§ **BRIEF**
From the line with "Query: index finger" to the line with "Where can you spot the molar", retype every line exactly, including those two, and leave out the rest of the data below.

(Collected data)
———
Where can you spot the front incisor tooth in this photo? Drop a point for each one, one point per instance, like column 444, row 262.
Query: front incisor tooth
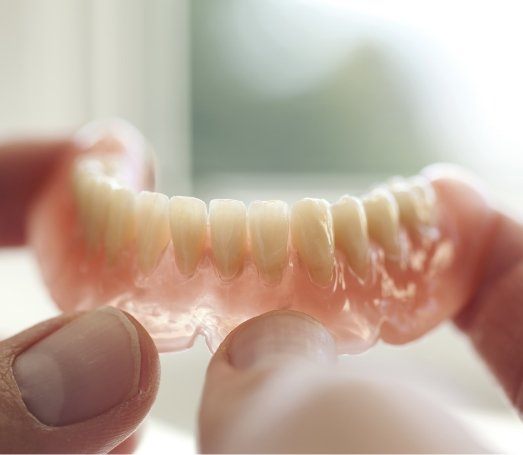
column 227, row 221
column 312, row 236
column 382, row 214
column 269, row 234
column 152, row 228
column 350, row 233
column 188, row 217
column 120, row 227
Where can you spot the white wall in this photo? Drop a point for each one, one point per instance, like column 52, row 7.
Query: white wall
column 65, row 62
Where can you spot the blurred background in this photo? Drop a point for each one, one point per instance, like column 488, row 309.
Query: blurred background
column 258, row 99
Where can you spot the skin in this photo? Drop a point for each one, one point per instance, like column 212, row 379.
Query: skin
column 250, row 384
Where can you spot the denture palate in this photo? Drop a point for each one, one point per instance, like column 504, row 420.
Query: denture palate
column 113, row 216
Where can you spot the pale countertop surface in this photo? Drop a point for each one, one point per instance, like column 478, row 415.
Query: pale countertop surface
column 442, row 363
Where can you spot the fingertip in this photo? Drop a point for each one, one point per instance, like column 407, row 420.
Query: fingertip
column 79, row 383
column 276, row 336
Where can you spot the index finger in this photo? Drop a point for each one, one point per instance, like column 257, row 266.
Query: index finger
column 24, row 168
column 493, row 319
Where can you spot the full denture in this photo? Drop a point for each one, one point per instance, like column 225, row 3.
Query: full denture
column 387, row 263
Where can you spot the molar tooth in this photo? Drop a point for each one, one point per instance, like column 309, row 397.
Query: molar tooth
column 188, row 218
column 269, row 234
column 350, row 232
column 415, row 201
column 383, row 220
column 120, row 227
column 152, row 228
column 426, row 197
column 312, row 236
column 227, row 220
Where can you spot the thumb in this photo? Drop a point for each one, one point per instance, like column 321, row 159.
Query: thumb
column 258, row 380
column 76, row 383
———
§ **SOLUTION TO THIS EXERCISE**
Query: index finger
column 24, row 168
column 493, row 319
Where can you spot the full denture in this photo? Drop a point for each one, one point per instance, like column 225, row 3.
Query: full denture
column 387, row 263
Where can you spot the molar tooth in this photo? Drop a point for each one, one point per instance, like column 309, row 397.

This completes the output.